#### TESTO ESTRATTO
= = = = =

Questa è l’intuizione di fondo che ha guidato la chiesa fin dalle origini nel rapportare Gesù a Maria e Maria a Gesù. Ecco allora la celebre gara: ogni scoperta della grandezza di Gesù fu espressa anche sul registro di Maria. Il sole nella luna.

 

Gesù è vero Dio, vero figlio di Dio? (Concilio di Efeso, anno 431); allora Maria è vera «madre di Dio», «Dei genetrix - Theotòkos».

 

Gesù è stato concepito «per opera dello Spirito Santo»? Allora Maria è la «Vergine» per eccellenza.

 

Gesù è redentore, salvatore? Allora la salvezza arriva a noi attraverso Maria; lei può dirsi, «per grazia», collaboratrice della salvezza; e i titoli di corredentrice e di mediatrice, se ben intesi, potrebbero essere attribuiti a Maria.

 

Gesù è il risorto, il signore diventato «celeste» e re dell’universo? Allora Maria sarà l’assunta per eccellenza, e partecipe della regalità di Gesù.

 

Il gareggiare, «giocato» dalla fede dei cristiani, tra Gesù e Maria ha portato anche ad eccessi, e rischia sempre di far confondere due piani radicalmente diversi: quello di Dio (Gesù è vero Dio!) e quello umano (Maria è solo creatura umana). Per quanto stretti siano i legami tra Gesù e Maria sul terreno umano, resta da mantenere le distanze, che sono infinite. Soprattutto gli attributi di «corredentrice» e di «mediatrice», e loro derivati, non possono far dimenticare che solo Cristo è vero originario mediatore e redentore. I protestanti, invece, accusano la pietà cattolica di oscurare tale primato.

 

In realtà, si dovrebbe sempre esaltare il dono di Dio e la sua grazia, quando si esalta Maria, appunto la «riempita di grazia», la «gratia plena». L’orientamento che vede Cristo al centro di tutto, anzi Dio, è assolutamente determinante per ogni riflessione o pietà mariana.

= = = = =

#### I COMPITI
1. Riporta tutte le frasi interrogative su Gesù presenti nel testo su Gesù e Maria.
2. Per favore, trascrivi il testo su Gesù e Maria da "Gesù è il risorto, il" fino a "oscurare tale primato." compreso, sostituendo "regalità" con "sovranità".

#### RIGHE DEL DATASET
= = = = =

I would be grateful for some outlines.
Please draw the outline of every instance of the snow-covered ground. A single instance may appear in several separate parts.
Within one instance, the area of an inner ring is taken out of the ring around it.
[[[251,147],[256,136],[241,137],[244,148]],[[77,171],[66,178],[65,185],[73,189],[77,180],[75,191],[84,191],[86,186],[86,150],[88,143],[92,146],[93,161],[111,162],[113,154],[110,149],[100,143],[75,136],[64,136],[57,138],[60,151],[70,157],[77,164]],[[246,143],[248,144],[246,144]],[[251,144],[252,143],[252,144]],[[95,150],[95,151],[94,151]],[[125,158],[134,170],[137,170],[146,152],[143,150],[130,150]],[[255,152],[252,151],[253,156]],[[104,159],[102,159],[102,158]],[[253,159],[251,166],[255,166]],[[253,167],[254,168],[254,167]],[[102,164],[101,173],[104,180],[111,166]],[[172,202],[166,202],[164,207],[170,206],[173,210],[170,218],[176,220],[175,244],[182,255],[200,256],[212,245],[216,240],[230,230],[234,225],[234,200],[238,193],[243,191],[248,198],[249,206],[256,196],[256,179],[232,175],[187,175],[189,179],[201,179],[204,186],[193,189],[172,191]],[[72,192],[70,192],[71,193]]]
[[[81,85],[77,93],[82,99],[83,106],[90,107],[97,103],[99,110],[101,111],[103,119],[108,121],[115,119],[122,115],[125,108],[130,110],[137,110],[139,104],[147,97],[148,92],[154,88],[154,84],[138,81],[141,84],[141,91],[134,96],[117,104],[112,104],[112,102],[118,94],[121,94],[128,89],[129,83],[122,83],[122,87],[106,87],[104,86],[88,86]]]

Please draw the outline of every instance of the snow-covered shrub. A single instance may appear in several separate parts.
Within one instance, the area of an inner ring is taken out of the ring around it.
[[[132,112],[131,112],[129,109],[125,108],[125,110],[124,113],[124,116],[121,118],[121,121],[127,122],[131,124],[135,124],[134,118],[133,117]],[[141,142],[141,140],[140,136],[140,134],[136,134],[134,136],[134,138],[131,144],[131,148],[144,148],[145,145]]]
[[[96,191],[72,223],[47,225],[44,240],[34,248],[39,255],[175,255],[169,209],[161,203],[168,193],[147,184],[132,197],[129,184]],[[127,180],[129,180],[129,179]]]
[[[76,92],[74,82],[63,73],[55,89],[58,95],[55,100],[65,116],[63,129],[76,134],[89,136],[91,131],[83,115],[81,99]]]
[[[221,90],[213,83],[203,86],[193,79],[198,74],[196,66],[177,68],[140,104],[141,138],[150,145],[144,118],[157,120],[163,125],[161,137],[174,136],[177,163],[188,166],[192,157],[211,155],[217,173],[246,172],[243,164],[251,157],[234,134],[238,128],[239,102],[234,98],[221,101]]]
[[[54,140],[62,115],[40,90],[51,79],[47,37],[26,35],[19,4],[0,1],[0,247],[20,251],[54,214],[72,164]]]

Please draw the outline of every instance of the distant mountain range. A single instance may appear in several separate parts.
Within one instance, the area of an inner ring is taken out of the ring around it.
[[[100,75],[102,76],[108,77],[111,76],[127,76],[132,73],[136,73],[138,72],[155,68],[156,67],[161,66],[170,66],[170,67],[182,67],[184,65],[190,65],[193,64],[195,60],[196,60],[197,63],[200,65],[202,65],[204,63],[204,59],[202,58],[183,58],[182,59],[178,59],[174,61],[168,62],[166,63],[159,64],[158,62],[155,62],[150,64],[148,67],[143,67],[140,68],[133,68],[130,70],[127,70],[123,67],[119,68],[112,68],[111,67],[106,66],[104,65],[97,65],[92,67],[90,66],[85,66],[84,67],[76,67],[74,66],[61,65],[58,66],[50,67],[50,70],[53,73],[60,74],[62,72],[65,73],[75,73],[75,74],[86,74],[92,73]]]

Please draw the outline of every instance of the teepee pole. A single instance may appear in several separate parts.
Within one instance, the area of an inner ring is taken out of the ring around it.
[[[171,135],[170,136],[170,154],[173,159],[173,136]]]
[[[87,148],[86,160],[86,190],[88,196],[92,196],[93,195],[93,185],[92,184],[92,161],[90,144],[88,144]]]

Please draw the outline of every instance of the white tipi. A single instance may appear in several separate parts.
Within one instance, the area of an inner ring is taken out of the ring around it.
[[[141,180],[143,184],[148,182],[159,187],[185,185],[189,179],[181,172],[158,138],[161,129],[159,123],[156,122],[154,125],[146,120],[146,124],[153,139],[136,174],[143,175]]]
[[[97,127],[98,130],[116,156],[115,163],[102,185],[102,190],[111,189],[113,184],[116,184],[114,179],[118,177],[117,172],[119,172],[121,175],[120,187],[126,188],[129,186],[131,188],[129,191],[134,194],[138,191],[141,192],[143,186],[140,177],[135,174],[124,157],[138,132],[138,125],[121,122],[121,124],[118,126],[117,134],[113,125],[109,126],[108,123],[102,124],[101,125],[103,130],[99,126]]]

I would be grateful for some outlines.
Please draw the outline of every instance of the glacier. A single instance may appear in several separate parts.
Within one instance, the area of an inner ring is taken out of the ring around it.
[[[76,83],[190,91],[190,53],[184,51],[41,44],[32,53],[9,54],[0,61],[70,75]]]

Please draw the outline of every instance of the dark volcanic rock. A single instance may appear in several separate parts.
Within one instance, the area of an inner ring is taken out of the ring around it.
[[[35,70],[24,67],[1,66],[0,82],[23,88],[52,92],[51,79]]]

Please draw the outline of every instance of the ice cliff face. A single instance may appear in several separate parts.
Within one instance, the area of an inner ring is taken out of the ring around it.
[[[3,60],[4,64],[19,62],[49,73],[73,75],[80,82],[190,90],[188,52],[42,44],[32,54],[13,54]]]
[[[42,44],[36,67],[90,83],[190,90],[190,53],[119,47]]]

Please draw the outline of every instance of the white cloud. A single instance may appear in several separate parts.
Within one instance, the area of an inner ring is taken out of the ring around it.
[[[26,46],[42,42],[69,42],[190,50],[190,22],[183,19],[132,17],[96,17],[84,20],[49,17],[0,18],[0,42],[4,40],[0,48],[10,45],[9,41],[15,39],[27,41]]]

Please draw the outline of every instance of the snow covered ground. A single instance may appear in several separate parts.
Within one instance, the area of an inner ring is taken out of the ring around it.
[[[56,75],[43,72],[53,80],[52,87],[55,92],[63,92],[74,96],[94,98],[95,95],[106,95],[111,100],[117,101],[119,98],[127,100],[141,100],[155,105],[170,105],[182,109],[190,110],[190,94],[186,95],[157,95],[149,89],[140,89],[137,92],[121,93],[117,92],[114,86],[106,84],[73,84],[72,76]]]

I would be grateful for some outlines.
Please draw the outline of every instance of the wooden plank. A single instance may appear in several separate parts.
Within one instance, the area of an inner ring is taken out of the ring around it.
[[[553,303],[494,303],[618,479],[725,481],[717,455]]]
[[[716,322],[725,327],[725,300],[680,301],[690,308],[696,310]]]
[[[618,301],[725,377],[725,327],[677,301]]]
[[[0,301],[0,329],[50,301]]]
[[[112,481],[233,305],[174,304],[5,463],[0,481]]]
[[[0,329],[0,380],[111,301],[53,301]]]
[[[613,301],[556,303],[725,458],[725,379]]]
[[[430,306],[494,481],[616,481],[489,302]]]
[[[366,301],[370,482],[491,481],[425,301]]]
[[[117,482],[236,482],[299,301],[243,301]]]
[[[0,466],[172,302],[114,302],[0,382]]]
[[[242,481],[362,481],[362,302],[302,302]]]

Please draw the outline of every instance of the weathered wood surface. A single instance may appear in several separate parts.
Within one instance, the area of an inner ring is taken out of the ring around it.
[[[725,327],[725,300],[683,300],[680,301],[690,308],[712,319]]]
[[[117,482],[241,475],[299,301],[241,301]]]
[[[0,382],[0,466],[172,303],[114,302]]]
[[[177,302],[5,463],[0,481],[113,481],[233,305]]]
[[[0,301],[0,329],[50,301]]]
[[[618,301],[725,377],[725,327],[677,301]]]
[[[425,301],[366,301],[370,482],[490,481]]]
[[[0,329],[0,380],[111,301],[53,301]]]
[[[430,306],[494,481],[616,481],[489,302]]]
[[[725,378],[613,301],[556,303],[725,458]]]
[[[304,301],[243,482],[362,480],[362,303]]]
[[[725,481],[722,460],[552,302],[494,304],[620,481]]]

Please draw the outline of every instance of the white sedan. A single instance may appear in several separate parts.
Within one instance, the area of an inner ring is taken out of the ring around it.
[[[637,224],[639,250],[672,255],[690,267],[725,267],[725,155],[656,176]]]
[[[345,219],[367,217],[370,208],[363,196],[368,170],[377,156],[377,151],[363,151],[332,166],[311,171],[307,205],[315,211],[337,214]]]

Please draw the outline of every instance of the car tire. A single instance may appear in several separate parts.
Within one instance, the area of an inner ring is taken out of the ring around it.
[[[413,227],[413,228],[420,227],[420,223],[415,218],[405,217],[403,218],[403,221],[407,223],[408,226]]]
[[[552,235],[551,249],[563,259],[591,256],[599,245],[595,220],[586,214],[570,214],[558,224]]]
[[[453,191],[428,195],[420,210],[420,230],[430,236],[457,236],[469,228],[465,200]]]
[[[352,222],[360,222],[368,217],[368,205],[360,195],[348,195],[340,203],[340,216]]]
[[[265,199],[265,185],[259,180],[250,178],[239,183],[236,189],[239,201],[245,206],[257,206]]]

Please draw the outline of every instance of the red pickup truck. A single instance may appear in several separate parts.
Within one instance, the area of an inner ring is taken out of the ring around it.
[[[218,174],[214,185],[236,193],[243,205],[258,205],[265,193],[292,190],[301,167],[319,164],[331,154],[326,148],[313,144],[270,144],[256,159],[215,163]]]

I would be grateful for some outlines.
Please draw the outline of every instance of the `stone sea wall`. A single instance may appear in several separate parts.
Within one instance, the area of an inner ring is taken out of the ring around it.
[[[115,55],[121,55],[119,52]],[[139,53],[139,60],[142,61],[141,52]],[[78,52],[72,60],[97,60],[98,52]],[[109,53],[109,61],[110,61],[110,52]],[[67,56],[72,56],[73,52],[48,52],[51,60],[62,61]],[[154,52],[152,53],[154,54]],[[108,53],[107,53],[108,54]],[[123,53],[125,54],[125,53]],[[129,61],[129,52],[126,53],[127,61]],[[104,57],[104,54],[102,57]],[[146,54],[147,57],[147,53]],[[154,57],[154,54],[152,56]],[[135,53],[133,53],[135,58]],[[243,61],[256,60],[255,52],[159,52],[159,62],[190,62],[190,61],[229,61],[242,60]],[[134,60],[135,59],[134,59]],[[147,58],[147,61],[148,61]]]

= = = = =

#### RISPOSTE SVOLTE
1.
- Gesù è vero Dio, vero figlio di Dio?
- Gesù è stato concepito «per opera dello Spirito Santo»?
- Gesù è redentore, salvatore?
- Gesù è il risorto, il signore diventato «celeste» e re dell’universo?

2.
Gesù è il risorto, il signore diventato «celeste» e re dell’universo? Allora Maria sarà l’assunta per eccellenza, e partecipe della sovranità di Gesù.

 

Il gareggiare, «giocato» dalla fede dei cristiani, tra Gesù e Maria ha portato anche ad eccessi, e rischia sempre di far confondere due piani radicalmente diversi: quello di Dio (Gesù è vero Dio!) e quello umano (Maria è solo creatura umana). Per quanto stretti siano i legami tra Gesù e Maria sul terreno umano, resta da mantenere le distanze, che sono infinite. Soprattutto gli attributi di «corredentrice» e di «mediatrice», e loro derivati, non possono far dimenticare che solo Cristo è vero originario mediatore e redentore. I protestanti, invece, accusano la pietà cattolica di oscurare tale primato.